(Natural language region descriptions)
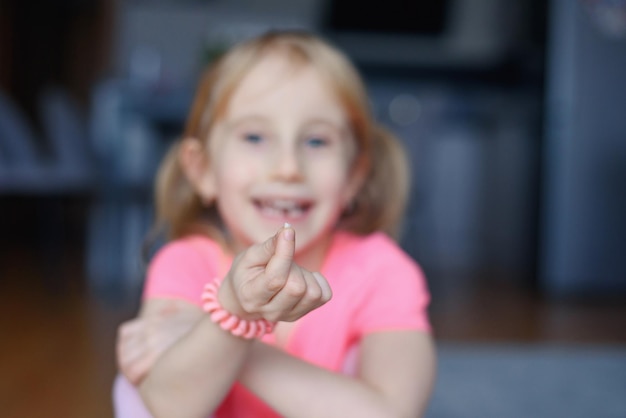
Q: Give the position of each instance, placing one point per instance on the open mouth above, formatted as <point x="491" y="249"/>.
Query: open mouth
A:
<point x="283" y="208"/>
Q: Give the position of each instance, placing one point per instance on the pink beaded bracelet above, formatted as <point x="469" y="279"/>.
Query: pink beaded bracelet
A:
<point x="239" y="327"/>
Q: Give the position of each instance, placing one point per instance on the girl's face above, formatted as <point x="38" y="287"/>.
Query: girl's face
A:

Instructions for the task >> Only the words belong in your copy: restate the data above exactly and leave the images out.

Problem solution >>
Q: Give the position of each instance, placing one point per instance on the open mouth above, formatted as <point x="491" y="249"/>.
Query: open mouth
A:
<point x="283" y="208"/>
Q: Give the position of each instance, placing one point per instance on the pink beaded bracelet above, formatted as <point x="469" y="279"/>.
Query: pink beaded bracelet
A:
<point x="239" y="327"/>
Q: Give the position of each instance, placing one point per instance on the girl's face above, formatted as <point x="38" y="287"/>.
Query: girl's face
A:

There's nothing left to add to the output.